# EXTRAIT À LIRE:
******

Il faut élargir le cercle des initiés et des connaisseurs du théâtre sinon il y aura de l’injustice et de l’inégalité. Il y a plusieurs moyens pour cela. D’abord depuis l’enfance grâce à l’éducation artistique et culturelle afin que chacun puisse rencontrer cette dimension-là de lui et atteindre la capacité d’exprimer ce qu’il est. La langue intervient à cet endroit-là. C’est comme cela que l’on élargit les frontières du monde au moyen du champ langagier. Car il y a encore une grande injustice aujourd’hui entre ceux qui ont les mots et ceux qui ne les ont pas.

Vous évoquez souvent la langue, le texte ainsi que l’émancipation culturelle. Est-ce le but des ateliers de pratiques théâtrales que vous organisez ? Est-ce que cela contribue au prolongement de « cette éducation citoyenne par l’art » ?

La langue est un outil formidable de l’expression de soi mais également pour cette capacité à s’affirmer dans une société et dans une cité pour prendre la parole comme l’un des piliers de la démocratie. C’est également la faculté de dire ce que l’on pense autant que cette faculté d’abolir les conflits. Nous sommes donc dans une démarche citoyenne qui fait que nous ne sommes pas dans un esprit guerrier. C’est donc un état d’émancipation qui permet de s’élever au-delà de la condition d’aliénation. Dans les faits, certains sont maintenus dans l’ignorance. Si on maintient les gens dans l’ignorance, on peut davantage les téléguider et laisser la place aux dogmatismes. Cela peut se faire d’une manière violente mais également d’une façon plus pernicieuse comme peut le faire le marketing ou la publicité sans que l’on s’en aperçoive et parfois même avec le consentement des intéressés. Créer l’émancipation est la question récurrente de toute les époques.

Pour votre second mandat à la tête des Tréteaux de France, quel regard portez-vous depuis votre intronisation sur le travail accompli ?

******

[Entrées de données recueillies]
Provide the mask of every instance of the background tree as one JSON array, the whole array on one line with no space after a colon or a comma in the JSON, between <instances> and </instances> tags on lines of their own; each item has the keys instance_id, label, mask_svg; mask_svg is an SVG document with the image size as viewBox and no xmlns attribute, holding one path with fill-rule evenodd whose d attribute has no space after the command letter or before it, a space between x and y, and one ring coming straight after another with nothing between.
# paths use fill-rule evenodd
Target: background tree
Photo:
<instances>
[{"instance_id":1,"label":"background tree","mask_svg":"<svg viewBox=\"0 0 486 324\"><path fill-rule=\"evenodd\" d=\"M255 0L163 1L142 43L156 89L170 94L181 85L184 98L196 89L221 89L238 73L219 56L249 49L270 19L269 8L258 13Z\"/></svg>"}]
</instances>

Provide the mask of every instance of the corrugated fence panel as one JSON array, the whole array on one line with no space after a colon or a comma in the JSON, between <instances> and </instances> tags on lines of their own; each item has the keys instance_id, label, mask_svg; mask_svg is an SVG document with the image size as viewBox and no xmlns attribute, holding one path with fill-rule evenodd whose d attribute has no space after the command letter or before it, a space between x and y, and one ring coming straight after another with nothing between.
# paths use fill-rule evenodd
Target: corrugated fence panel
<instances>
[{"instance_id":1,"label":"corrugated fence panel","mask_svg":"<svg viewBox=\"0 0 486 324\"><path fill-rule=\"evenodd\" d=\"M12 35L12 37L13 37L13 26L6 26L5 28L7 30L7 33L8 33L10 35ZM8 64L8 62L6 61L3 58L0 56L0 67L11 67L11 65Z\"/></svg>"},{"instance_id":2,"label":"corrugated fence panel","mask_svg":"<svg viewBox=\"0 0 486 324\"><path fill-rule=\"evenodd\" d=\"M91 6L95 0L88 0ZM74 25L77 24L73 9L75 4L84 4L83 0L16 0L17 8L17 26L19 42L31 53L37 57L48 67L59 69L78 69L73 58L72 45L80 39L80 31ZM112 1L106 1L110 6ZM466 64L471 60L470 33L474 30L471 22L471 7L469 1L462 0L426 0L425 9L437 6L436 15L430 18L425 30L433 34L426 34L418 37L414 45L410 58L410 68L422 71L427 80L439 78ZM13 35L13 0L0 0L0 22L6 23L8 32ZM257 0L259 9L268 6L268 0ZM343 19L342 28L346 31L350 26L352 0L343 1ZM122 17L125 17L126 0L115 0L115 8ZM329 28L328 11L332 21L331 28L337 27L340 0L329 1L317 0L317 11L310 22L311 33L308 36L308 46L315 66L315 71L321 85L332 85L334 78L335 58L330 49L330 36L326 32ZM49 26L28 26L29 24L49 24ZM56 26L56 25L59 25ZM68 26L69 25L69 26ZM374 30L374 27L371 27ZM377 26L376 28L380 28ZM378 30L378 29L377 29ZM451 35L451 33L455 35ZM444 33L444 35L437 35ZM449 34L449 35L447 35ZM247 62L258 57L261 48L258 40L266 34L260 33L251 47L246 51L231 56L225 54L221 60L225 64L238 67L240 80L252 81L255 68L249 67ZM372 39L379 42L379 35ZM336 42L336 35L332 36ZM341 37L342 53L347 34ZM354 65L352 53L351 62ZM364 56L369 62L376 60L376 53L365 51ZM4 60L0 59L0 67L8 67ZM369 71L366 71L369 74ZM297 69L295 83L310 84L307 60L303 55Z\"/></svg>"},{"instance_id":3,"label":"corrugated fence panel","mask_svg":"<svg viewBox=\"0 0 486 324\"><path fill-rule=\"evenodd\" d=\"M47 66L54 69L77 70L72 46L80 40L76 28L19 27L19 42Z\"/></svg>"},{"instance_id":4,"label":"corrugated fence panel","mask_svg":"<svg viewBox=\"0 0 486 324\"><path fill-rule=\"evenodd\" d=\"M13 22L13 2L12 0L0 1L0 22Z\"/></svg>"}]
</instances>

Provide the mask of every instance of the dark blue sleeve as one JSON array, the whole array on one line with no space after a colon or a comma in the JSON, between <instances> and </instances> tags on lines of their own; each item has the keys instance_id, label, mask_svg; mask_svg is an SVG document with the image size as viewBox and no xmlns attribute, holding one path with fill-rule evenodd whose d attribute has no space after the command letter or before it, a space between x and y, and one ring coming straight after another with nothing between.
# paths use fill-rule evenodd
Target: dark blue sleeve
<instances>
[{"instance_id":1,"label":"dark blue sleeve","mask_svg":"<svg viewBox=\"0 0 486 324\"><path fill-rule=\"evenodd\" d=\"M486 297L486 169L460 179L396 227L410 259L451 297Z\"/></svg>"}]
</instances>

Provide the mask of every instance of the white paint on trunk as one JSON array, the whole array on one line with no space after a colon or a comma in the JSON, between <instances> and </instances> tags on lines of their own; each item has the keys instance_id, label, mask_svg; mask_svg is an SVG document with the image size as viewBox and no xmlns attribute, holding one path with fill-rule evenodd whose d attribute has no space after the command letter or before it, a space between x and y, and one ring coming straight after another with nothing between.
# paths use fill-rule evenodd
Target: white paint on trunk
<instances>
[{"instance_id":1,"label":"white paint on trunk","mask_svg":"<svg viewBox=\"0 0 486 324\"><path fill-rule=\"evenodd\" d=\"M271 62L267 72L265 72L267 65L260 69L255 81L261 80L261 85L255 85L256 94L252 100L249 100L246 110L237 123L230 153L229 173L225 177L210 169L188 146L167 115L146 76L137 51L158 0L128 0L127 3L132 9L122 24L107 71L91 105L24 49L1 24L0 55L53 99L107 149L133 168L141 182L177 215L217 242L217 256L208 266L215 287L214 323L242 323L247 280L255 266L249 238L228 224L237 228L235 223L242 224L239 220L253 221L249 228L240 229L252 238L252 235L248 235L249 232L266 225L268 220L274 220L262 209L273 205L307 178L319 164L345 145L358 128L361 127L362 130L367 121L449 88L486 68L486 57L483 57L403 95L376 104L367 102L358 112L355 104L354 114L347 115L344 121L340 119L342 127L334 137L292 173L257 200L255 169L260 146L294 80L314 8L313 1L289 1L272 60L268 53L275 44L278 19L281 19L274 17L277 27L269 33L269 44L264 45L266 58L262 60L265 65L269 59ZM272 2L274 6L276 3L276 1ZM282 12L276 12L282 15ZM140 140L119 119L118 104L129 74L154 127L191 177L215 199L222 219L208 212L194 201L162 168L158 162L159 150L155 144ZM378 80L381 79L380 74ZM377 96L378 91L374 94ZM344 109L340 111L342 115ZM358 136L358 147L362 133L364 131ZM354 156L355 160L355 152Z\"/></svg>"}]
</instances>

******

# QUESTIONS:
(A) Répondez à ces questions sur l'entretien consacré au théâtre :
(i) Entre qui existe-t-il encore aujourd'hui une grande injustice ?
(ii) De quoi la prise de parole est-elle présentée comme l'un des piliers ?
(iii) Quelle question est dite récurrente de toutes les époques ?
(B) Reprenez l'entretien consacré au théâtre juste après sa dernière question et poursuivez-le.

# RÉPONSES PAR POINT:
(A)
(i) Entre ceux qui ont les mots et ceux qui ne les ont pas.
(ii) De la démocratie.
(iii) Créer l'émancipation.

(B)
Je n’ai pas voulu que l’on considère que nous étions une compagnie parisienne qui irait irriguer le territoire national vers la province. C’est une image très ancienne depuis les années 60 de politique culturelle. En province, comme on l’appelle, ce sont des gens qui ont beaucoup choses à faire et à dire. Ils démontrent par leur démarche associative un engagement fort dans l’éducation populaire et générale. Mon travail est de m’associer à ses réseaux en n’apportant pas seulement des spectacles mais de faire avec eux des chantiers sur le théâtre. Au lieu d’apporter la culture aux gens, c’est de faire culture avec celles et ceux qui sont sur le territoire. C’était le thème de ce premier mandat et je pense que nous avons réussi en ce sens. Nous étions pendant un mois au Théâtre de l’Epée de Bois avec les franciliens pour leur montrer notre travail engagé sur le territoire national (La Grande Escale s’est déroulée du 26 mai au 2 juillet 2016).
De plus, j’ai travaillé sur deux thèmes. D’une part, l’emprise des cerveaux et d’autre part la production de la richesse, l’argent et le travail. Car nous souhaitions réfléchir ensemble sur l’avenir du travail.

« C’est le travail des Tréteaux de France que d’élargir les publics dans une mission citoyenne »

Selon vous, quel est le rôle crucial que jouent les Tréteaux de France dans la création théâtrale en France ? Est-ce cette mission de porter le théâtre là où il n’est pas encore ?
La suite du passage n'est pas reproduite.